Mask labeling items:
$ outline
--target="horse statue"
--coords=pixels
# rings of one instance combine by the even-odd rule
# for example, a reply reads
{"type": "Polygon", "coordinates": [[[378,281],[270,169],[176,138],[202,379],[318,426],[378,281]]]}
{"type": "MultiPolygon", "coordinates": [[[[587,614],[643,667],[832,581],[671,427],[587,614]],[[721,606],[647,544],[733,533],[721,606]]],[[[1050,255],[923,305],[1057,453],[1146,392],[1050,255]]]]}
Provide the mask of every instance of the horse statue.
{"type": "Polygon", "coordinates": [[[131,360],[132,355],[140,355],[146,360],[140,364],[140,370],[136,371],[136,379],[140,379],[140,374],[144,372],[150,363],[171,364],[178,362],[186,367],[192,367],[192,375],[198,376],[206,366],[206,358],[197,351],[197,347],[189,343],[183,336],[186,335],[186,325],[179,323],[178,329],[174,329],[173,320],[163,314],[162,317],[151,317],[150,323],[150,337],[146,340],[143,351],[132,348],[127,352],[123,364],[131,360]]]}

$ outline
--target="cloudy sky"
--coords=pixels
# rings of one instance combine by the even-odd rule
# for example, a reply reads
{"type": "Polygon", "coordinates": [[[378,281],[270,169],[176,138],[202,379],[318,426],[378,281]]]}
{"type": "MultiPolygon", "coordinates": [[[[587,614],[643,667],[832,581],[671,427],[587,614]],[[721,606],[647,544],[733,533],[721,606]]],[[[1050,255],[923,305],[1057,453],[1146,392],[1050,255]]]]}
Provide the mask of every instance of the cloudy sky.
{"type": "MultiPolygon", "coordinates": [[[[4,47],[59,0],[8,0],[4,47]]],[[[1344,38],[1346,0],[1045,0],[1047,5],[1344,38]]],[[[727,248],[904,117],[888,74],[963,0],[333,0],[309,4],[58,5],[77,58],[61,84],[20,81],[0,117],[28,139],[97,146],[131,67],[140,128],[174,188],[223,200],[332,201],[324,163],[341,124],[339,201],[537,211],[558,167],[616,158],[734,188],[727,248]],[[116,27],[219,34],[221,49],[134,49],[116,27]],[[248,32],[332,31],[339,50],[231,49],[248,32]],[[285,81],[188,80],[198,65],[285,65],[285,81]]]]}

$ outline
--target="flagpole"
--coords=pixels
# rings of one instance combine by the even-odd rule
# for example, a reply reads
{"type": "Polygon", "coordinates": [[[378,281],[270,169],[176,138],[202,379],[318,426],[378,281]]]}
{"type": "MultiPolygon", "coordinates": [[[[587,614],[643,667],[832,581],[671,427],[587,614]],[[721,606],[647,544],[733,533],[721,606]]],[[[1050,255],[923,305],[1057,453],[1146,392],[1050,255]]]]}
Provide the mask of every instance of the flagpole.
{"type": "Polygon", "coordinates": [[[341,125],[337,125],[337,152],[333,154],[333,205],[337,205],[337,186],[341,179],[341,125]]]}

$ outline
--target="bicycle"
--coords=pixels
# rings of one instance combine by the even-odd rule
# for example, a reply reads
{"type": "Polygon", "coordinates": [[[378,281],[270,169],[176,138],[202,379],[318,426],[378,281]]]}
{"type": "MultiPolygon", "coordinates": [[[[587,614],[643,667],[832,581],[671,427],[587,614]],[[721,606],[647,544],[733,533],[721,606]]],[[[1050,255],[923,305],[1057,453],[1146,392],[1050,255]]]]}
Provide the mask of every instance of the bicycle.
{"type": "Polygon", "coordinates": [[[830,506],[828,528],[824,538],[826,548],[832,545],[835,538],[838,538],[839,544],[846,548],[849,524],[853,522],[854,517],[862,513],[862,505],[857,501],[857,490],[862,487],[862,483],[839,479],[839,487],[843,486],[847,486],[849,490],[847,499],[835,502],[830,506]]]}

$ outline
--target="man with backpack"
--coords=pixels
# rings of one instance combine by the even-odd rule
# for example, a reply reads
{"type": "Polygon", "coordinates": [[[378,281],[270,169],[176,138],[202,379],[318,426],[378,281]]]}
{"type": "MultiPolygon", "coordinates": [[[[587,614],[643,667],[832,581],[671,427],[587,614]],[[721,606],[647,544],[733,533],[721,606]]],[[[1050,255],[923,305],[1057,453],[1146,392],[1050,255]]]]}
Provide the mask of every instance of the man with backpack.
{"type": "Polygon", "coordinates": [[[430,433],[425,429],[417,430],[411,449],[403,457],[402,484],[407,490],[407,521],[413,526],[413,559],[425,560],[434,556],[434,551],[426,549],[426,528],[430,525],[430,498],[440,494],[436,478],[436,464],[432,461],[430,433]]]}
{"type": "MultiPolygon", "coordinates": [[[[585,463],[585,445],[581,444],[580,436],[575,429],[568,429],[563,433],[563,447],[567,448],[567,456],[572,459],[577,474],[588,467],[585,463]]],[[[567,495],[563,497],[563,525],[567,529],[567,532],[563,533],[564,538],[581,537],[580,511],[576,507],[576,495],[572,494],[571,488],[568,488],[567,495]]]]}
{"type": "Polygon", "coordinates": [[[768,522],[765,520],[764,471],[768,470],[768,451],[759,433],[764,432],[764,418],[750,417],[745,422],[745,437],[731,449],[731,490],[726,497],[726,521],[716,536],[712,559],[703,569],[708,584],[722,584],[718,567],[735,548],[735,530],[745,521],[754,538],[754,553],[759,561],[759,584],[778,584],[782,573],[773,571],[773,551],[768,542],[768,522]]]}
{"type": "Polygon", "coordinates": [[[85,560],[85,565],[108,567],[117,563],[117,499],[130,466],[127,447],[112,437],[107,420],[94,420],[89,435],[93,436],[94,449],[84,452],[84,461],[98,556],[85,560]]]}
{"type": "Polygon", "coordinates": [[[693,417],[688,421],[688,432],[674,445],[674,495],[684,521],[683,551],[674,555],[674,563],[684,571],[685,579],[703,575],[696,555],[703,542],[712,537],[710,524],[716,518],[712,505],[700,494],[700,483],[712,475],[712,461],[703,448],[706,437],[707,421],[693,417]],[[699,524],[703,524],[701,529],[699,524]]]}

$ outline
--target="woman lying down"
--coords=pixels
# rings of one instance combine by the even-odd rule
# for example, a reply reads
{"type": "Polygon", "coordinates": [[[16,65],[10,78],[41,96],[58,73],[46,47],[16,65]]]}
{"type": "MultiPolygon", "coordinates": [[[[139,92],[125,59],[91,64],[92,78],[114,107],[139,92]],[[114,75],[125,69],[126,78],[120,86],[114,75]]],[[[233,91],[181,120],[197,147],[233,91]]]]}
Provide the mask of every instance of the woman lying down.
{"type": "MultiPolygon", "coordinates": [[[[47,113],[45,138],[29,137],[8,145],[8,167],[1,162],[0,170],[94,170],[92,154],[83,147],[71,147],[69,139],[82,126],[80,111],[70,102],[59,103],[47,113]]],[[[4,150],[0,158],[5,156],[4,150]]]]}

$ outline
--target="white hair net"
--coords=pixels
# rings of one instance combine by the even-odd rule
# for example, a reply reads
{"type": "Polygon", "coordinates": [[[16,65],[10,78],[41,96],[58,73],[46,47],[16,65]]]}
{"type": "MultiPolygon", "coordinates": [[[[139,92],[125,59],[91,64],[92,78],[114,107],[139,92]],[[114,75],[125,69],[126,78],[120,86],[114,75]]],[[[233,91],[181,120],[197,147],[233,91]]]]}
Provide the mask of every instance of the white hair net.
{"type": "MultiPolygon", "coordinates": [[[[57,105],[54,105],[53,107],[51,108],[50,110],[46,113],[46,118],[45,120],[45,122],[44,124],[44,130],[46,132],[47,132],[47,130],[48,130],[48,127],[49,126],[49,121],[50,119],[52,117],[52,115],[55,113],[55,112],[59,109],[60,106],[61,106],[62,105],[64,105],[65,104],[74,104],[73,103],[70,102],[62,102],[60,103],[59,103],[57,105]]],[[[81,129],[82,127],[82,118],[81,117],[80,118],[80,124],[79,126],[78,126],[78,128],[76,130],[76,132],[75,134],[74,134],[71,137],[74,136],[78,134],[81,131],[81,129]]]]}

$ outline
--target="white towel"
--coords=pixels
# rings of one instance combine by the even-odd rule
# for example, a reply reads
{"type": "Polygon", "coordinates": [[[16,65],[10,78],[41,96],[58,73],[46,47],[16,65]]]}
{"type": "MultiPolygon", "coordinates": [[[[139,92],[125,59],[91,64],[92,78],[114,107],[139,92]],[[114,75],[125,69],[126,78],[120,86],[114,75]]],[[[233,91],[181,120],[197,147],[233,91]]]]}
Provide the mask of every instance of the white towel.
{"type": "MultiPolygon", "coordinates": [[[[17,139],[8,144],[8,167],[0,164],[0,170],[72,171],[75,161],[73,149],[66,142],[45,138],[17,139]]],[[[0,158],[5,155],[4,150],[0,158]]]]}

* TASK STATEMENT
Starting at the beginning of the items and ending at the line that contains "Provide the mask of every instance of the horse", write those lines out again with "instance" switched to "occurrence" and nothing else altered.

* SOLUTION TO THE EXERCISE
$ outline
--target="horse statue"
--coords=pixels
# rings of one occurrence combine by the even-odd rule
# for example, a reply reads
{"type": "Polygon", "coordinates": [[[378,281],[270,169],[176,138],[202,379],[318,426],[378,281]]]}
{"type": "MultiPolygon", "coordinates": [[[[587,614],[643,667],[832,581],[671,427],[587,614]],[[721,606],[647,544],[733,533],[721,606]]],[[[1050,255],[923,305],[1057,453],[1146,392],[1050,255]]]]}
Provide the mask of every occurrence of the horse statue.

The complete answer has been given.